Add 44 to each number in the answer coordinates of the entries from the line with "Might I ask you to indicate the distant" up to and including the final line of the entries. Write out every line in that span, with all other numbers left unchanged.
______________________________
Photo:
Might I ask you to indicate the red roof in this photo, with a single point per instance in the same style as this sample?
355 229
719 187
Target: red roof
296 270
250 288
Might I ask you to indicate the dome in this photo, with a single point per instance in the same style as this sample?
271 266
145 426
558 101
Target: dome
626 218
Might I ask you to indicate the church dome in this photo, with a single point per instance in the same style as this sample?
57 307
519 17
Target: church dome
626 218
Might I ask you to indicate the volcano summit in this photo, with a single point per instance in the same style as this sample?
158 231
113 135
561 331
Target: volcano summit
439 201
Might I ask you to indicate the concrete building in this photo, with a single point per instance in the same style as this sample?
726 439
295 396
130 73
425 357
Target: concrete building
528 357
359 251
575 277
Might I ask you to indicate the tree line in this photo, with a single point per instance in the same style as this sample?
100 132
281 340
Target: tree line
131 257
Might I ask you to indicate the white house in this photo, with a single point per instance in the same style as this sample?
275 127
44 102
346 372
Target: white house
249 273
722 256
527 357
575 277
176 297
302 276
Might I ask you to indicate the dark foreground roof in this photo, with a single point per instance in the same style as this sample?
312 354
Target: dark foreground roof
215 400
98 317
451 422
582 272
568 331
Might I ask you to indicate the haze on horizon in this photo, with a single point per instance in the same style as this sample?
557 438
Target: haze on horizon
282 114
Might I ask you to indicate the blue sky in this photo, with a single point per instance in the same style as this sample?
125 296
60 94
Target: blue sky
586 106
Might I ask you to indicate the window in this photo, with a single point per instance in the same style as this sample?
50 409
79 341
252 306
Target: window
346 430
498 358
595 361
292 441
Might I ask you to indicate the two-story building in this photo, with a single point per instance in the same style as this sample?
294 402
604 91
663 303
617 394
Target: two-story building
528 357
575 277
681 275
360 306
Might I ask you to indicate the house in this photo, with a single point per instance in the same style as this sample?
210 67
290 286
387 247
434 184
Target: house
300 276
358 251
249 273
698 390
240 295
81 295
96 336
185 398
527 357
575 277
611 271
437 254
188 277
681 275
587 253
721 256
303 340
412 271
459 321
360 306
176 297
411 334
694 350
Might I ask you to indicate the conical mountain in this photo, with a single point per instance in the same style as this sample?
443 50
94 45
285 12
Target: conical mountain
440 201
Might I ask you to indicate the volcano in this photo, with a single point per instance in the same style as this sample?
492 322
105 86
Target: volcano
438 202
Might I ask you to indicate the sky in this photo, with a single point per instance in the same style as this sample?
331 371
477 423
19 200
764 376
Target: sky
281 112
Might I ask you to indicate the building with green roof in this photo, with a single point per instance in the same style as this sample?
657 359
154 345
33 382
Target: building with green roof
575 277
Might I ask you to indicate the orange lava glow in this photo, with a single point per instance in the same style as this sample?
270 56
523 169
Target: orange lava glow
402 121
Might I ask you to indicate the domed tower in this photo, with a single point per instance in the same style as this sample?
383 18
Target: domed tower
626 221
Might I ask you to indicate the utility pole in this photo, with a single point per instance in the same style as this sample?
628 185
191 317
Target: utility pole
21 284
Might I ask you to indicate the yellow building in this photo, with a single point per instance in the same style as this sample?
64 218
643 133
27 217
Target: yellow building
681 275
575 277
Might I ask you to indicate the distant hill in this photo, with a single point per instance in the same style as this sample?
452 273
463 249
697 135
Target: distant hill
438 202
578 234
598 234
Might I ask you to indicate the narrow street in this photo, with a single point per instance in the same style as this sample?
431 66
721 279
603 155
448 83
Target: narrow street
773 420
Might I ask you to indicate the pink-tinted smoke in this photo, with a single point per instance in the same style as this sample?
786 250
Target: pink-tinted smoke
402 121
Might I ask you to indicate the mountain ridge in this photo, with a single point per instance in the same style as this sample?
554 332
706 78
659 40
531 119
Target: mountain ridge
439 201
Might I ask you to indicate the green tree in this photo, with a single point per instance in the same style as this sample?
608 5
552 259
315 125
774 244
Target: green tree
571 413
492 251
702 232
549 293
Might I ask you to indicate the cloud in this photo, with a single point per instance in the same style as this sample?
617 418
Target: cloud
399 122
______________________________
#### Task solution:
Might I ask you to indicate the distant hill in this photo, with a single point per instance in the same style as this sample?
452 273
463 249
697 135
Target: distant hill
482 246
622 278
642 278
Might I ask you to indicate the narrow street in this photo, with a single point per instance in the same style as this sample?
431 66
721 279
603 155
448 83
Target: narrow street
817 464
Might I ask you to indicate the pink-tinted smoke in this photo, with a single point per instance in the same style as this sample?
786 250
Target: pink-tinted smoke
446 165
Might I ask you to indicate the mountain ridge in this photo, with a single point per instance in the same style as this sample?
554 332
706 78
659 40
531 119
Target: mountain ridge
483 245
Might I ask you to indicate the green tree in this photo, with a single point per instance in the same style as this sample?
608 5
552 259
315 125
774 244
Target: green tree
615 457
536 295
746 276
593 337
Might I ask you to indicate the cloud in this photo, with a single point per instance in the same style as this sample?
617 418
Target: cloud
443 166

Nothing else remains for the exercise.